* _Document excerpt_
Unfortunately, there is no way to force the prosecutor's office to pursue a case. There are ways to "encourage" the prosecutor's office to perhaps take another look at the evidence and to review it for prosecution, but at the end of the day a prosecutor will not usually allow themselves to be forced into pursuing a case. One way to do that is to contact your local city or county representative. If they feel crime in their district is not being addressed they will often contact the prosecutor's office to follow up, which may then lead to a case receiving additional scrutiny. The same thing sometimes happens by going to the media. If people outside of the criminal justice system take an interest in a case, particularly in the political or media arena, it will usually at least garner a second look. In addition, unless the prosecutor you spoke with is the head prosecutor, you can try to escalate it up the chain to those with more authority in the prosecutor's office. But there's no official way to make a prosecutor pursue a case.

I understand that you are looking to pursue a criminal charge but you also likely have a civil case against the perpetrator so you may also want to look into a lawsuit.
Customer: replied 4 years ago.
Civil lawyers are reluctant to take on case because abuser has no funds and would not be able to pay even minimal damages - he is heavily in debt. They also point out this would make him lose his job and preclude getting hired from other places in future. So they all shy away - do you have 1) advice for how to approach civil attorneys who counter if no damages to collect, what else would be the point of civil litigation? Second, who is the Manhattan rep / which organizations or individuals would you advise contacting to plead advocacy for case review?
Essentially you will have to find an attorney willing to take the case pro bono then. This is a fairly comprehensive listing of pro bono organizations, including legal aid, and their contact information for the state of New York:

This page lists their practice areas. Some won't handle a case like this but some, particularly the women's organizations, might. You will just have to call around to see if this case fits in with what they handle.

You can also contact the state bar. Bars usually maintain a list of attorneys that are willing to do pro bono work, so you can ask if they have a referral list for that:

You can also try contacting some victims' service organizations. They may not have the resources to represent you directly but they can likely refer you somewhere or perhaps advocate with the prosecutor's office:
Customer: replied 4 years ago.

I'm sorry I think you misunderstood my question. Paying for a civil attorney is not an issue - assume that funds available are at the millions of dollars level. Any civil attorney in America can be afforded. The problem is that with knowledge that entering such a case will result in the abuser not being able to pay a cent, the case ends negatively in any light. What other purposes can civil litigation serve, beyond monetary compensation. Civil attorney asks: "What do you hope to gain?" It is usually money. I am just trying to understand civil prosecution and the acceptable motivation behind it.

* _Exercise tasks_
a: According to the legal advice exchange, what do state bars usually maintain?
b: Resume the legal advice exchange on pursuing criminal and civil cases from the point at which it stops.

Location labeling records:
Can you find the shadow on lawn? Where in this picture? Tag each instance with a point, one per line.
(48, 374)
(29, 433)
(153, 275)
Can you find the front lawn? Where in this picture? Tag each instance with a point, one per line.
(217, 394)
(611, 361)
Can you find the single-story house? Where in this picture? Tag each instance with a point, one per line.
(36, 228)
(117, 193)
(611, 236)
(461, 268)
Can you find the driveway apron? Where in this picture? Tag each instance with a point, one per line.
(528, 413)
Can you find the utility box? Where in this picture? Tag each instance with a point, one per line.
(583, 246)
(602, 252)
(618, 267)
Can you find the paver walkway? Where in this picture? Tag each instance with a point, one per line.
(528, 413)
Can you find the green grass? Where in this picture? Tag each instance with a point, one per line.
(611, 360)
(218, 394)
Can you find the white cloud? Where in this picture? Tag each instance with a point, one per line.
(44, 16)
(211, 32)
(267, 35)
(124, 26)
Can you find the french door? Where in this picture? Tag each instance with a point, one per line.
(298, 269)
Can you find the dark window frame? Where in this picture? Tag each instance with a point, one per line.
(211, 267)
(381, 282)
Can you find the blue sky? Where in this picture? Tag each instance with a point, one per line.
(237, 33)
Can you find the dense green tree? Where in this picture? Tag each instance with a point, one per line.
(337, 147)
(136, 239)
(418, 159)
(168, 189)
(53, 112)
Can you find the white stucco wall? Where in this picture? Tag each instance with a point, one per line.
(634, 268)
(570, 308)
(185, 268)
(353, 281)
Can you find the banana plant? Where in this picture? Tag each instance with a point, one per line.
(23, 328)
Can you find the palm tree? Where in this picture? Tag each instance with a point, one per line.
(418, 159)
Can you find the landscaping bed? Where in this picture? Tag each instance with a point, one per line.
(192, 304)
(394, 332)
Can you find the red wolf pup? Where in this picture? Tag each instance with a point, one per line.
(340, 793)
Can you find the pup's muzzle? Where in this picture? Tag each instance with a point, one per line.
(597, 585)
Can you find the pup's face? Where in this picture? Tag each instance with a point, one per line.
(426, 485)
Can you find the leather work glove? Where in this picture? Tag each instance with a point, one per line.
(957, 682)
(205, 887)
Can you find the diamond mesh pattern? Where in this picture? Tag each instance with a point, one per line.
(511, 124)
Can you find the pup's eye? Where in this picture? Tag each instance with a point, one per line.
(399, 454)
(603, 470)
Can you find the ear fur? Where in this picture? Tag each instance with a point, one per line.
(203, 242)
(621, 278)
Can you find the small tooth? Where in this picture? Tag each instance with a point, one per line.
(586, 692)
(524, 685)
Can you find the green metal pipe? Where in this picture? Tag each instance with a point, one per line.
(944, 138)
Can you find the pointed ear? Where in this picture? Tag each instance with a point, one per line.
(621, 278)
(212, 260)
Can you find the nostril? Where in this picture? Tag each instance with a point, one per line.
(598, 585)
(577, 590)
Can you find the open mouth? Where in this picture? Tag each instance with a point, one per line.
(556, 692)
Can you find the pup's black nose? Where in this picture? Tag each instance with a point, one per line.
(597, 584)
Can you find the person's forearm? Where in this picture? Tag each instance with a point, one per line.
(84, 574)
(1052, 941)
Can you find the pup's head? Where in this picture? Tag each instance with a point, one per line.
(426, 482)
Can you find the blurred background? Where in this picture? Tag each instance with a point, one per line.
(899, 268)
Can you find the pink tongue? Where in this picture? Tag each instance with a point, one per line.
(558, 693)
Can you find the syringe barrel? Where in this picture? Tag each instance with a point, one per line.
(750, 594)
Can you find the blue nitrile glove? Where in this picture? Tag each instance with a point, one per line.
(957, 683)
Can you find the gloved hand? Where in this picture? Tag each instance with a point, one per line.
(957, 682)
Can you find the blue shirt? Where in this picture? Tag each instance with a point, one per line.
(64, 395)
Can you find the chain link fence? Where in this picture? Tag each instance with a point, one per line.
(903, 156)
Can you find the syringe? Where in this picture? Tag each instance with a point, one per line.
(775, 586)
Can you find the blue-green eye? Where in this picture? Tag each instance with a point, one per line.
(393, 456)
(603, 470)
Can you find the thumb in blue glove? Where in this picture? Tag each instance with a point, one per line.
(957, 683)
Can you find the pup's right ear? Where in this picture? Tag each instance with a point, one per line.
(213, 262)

* _Answers to the problems_
a: A list of attorneys who are willing to do pro bono work.

b:
The primary goal of civil litigation is to obtain money. However, it might have the collateral benefit of improving the chances of criminal prosecution if a civil verdict is given in your favor. While a successful civil case does not guarantee a successful criminal case, because the burden in a civil case is much lower than in a criminal case, a prosecutor may reevaluate the viability of the criminal case if a civil case worked out. In addition, evidence may come out during a civil trial that may bolster a criminal case, particularly if the defendant doesn't get a lawyer and makes the unwise choice to testify. The opposite could also be true, however. If a civil case is lost, then a prosecutor will certainly not take up a criminal case since the burden is even higher, and there is a chance that evidence discrediting the victim may come out. But yes, the primary goal of a civil lawsuit is money (or if the person doesn't have money, to attach their property and garnish wages to pay a judgment).
Customer: replied 4 years ago.

Would it be illegal at any level to knowingly enter into civil litigation if abused parties and their attorney are privy to the fact, from the onset, that there is zero chance of recovering any funds? What other grounds could they initiate civil litigation - what, if any, could be goals which would appropriate a civil case? In this case, it is to influence an impending criminal case as charges are more likely to be brought against abuser in criminal case if civil suit finds him guilty (even though we are aware that the burden of proof is much lower in a civil suit the chance of influence is still there).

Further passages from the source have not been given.